== HOW TO COMPLETE THIS TASK ==
Go through the entries and set each one down exactly.

====== INPUT DATA

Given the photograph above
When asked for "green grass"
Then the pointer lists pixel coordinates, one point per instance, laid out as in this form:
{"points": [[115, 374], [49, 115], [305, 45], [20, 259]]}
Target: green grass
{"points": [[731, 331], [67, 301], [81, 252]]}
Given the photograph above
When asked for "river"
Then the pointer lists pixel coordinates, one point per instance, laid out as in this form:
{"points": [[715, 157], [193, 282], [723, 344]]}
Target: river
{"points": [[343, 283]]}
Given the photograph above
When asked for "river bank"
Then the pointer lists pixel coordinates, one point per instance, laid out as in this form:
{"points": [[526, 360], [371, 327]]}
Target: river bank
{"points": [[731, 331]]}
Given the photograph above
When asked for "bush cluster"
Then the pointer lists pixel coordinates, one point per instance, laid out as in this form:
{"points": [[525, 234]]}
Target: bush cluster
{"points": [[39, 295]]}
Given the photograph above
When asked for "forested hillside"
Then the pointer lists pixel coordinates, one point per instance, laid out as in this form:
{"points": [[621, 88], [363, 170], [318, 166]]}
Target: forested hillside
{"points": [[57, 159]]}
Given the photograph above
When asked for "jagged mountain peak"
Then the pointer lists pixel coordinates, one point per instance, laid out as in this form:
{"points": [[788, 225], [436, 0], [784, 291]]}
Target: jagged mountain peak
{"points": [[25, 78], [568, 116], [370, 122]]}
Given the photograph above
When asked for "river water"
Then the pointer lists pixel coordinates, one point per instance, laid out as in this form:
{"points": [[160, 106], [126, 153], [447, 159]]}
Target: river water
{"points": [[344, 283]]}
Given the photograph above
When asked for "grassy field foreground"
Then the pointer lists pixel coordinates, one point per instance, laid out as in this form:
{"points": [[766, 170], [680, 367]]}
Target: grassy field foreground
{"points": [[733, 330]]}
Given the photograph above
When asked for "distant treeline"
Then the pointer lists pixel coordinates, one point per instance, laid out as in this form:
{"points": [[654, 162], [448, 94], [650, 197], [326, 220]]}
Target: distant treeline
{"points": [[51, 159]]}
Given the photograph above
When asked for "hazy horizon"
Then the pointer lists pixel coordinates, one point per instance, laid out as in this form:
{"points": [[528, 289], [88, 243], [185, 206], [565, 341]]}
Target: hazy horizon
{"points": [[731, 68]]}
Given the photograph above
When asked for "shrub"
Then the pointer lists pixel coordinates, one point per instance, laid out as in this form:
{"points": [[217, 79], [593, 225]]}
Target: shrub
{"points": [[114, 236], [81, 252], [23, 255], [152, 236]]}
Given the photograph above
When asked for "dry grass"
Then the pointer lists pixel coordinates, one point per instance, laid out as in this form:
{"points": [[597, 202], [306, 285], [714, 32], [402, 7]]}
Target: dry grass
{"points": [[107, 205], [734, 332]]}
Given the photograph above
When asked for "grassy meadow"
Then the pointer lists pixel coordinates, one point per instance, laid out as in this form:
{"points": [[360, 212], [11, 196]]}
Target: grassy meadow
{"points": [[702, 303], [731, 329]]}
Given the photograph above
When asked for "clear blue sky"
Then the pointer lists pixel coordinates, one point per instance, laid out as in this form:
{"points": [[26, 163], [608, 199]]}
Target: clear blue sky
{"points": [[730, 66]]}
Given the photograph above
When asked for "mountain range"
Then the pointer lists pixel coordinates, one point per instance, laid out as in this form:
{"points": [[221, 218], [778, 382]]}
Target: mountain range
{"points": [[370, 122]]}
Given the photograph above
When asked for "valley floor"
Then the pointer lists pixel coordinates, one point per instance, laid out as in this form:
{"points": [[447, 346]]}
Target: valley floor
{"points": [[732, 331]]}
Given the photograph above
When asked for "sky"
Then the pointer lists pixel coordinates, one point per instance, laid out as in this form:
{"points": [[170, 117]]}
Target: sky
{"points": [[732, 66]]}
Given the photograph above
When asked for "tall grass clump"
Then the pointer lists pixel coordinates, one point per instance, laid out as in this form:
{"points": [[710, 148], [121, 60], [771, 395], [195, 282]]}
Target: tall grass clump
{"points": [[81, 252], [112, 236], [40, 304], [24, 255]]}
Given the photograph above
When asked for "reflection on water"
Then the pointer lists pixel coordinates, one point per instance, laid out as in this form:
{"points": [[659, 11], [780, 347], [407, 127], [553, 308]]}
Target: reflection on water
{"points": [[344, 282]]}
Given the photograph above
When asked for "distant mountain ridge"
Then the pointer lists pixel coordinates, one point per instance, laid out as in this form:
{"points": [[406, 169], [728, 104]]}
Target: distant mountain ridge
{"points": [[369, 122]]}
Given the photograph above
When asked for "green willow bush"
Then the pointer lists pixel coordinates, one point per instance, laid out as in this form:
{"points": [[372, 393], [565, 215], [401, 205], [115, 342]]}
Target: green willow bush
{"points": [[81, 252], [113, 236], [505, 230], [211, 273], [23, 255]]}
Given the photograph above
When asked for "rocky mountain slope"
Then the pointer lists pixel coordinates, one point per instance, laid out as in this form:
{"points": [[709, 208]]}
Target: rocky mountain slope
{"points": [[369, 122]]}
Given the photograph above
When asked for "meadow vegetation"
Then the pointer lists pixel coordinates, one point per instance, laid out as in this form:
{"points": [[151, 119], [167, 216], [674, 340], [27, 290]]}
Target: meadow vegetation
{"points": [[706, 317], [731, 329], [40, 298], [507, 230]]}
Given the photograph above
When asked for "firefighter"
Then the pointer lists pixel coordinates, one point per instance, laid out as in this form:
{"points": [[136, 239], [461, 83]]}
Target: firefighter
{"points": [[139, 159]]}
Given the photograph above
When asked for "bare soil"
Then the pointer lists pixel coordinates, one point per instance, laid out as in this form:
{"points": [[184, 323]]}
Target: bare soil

============

== REPLY ==
Given the photograph above
When asked for "green grass"
Then the pointer lists pixel coordinates, one point per instance, laid out as in this form:
{"points": [[115, 374], [49, 115], [305, 45], [20, 259]]}
Target: green grass
{"points": [[731, 331], [67, 301], [81, 252]]}
Given the photograph above
When asked for "river"
Then the pointer lists pixel coordinates, one point per instance, laid out as in this form:
{"points": [[715, 157], [193, 282], [723, 344]]}
Target: river
{"points": [[343, 283]]}
Given the photograph above
When asked for "river bank"
Then the pointer lists pixel coordinates, one point per instance, laid out as in this form:
{"points": [[526, 360], [371, 327]]}
Target: river bank
{"points": [[731, 331]]}
Given the photograph above
When asked for "bush cluster"
Then the pointer lists pixel coordinates, one point per instance, laid out as in this form:
{"points": [[525, 234]]}
Target: bush cluster
{"points": [[39, 295]]}
Given the photograph above
When asked for "forested hillside"
Then the pointer lists pixel coordinates, one point per instance, laid out as in this form:
{"points": [[621, 88], [363, 170], [318, 166]]}
Target: forested hillside
{"points": [[57, 159]]}
Given the photograph above
When asked for "jagged mountain peak"
Then the pointer lists pixel coordinates, one point per instance, laid out as in this form:
{"points": [[788, 225], [436, 0], [784, 291]]}
Target: jagged mountain peak
{"points": [[25, 78], [568, 116], [370, 122]]}
Given the photograph above
When asked for "river water"
Then the pointer lists pixel coordinates, one point per instance, laid out as in this form:
{"points": [[160, 106], [126, 153], [447, 159]]}
Target: river water
{"points": [[344, 283]]}
Given the photograph above
When asked for "grassy field foreground"
Then the pointer lists pixel coordinates, one point per instance, laid out as in this form:
{"points": [[766, 170], [680, 367]]}
Target: grassy field foreground
{"points": [[733, 330]]}
Given the photograph above
When asked for "distant treeline"
Then the pointer lists pixel coordinates, one point per instance, laid out as in this form:
{"points": [[654, 162], [448, 94], [650, 197], [326, 220]]}
Target: distant treeline
{"points": [[51, 159]]}
Given the photograph above
When asked for "hazy horizon"
Then the pointer lists pixel coordinates, one point per instance, laid out as in this form:
{"points": [[528, 289], [88, 243], [185, 206], [565, 341]]}
Target: hazy horizon
{"points": [[731, 68]]}
Given the photograph above
When asked for "shrub"
Then the pointer lists pixel coordinates, one point per instance, laid out as in this form:
{"points": [[217, 79], [593, 225]]}
Target: shrub
{"points": [[114, 236], [81, 252], [23, 255], [152, 236]]}
Given the photograph above
When asked for "dry grass"
Then the pointer lists pixel coordinates, one point per instance, laid out as in this form:
{"points": [[597, 202], [306, 285], [714, 32], [402, 7]]}
Target: dry grass
{"points": [[107, 205], [734, 332]]}
Given the photograph above
When asked for "grassy meadow"
Then the pointer lists pixel coordinates, one point per instance, laid out as in this form:
{"points": [[360, 212], [11, 196]]}
Target: grassy meadow
{"points": [[702, 303], [731, 329]]}
Given the photograph above
When asked for "clear blue sky"
Then the pointer lists pixel coordinates, one point per instance, laid out as in this form:
{"points": [[26, 163], [608, 199]]}
Target: clear blue sky
{"points": [[730, 66]]}
Given the photograph above
When asked for "mountain range"
Then the pointer lists pixel coordinates, one point per instance, laid out as in this form:
{"points": [[221, 218], [778, 382]]}
Target: mountain range
{"points": [[370, 122]]}
Given the photograph above
When asked for "valley floor"
Then the pointer lists pixel coordinates, one point per instance, laid out as in this form:
{"points": [[447, 346]]}
Target: valley floor
{"points": [[732, 331]]}
Given the photograph above
When asked for "sky"
Then the pointer lists pixel coordinates, one point per instance, laid out as in this form:
{"points": [[170, 117]]}
Target: sky
{"points": [[732, 66]]}
Given the photograph above
When asked for "tall grass clump"
Then the pointer lists pixel coordinates, one point per instance, laid out as in this form:
{"points": [[710, 148], [121, 60], [771, 395], [195, 282]]}
Target: tall grass clump
{"points": [[81, 252], [112, 236], [40, 304], [24, 255]]}
Given the photograph above
When asked for "reflection on water"
Then the pointer lists pixel coordinates, one point per instance, laid out as in this form:
{"points": [[659, 11], [780, 347], [407, 127], [553, 308]]}
Target: reflection on water
{"points": [[344, 282]]}
Given the photograph above
When asked for "distant mountain ridge"
Then the pointer lists pixel coordinates, one point per instance, laid out as in this form:
{"points": [[406, 169], [728, 104]]}
Target: distant mountain ridge
{"points": [[369, 122]]}
Given the photograph above
When asked for "green willow bush"
Then the pointer lists pixel coordinates, one point per instance, laid out as in this form:
{"points": [[372, 393], [565, 215], [401, 205], [115, 342]]}
Target: green willow bush
{"points": [[81, 252], [113, 236], [505, 230], [211, 273], [23, 255]]}
Given the photograph above
When asked for "rocky mountain slope"
Then the pointer lists pixel coordinates, one point per instance, laid out as in this form:
{"points": [[709, 208]]}
Target: rocky mountain slope
{"points": [[369, 122]]}
Given the photograph above
When asked for "meadow vegetation"
Then the pointer lists pixel coordinates, one point per instance, laid out as in this form:
{"points": [[151, 119], [167, 216], [674, 340], [27, 290]]}
Target: meadow vegetation
{"points": [[706, 317], [731, 329], [40, 298], [507, 230]]}
Given the photograph above
When asked for "firefighter"
Then the pointer lists pixel coordinates, one point per instance, laid out as in this form:
{"points": [[136, 239], [461, 83]]}
Target: firefighter
{"points": [[139, 159]]}
Given the photograph above
When asked for "bare soil"
Then the pointer lists pixel coordinates, one point per instance, laid out as in this form:
{"points": [[184, 323]]}
Target: bare soil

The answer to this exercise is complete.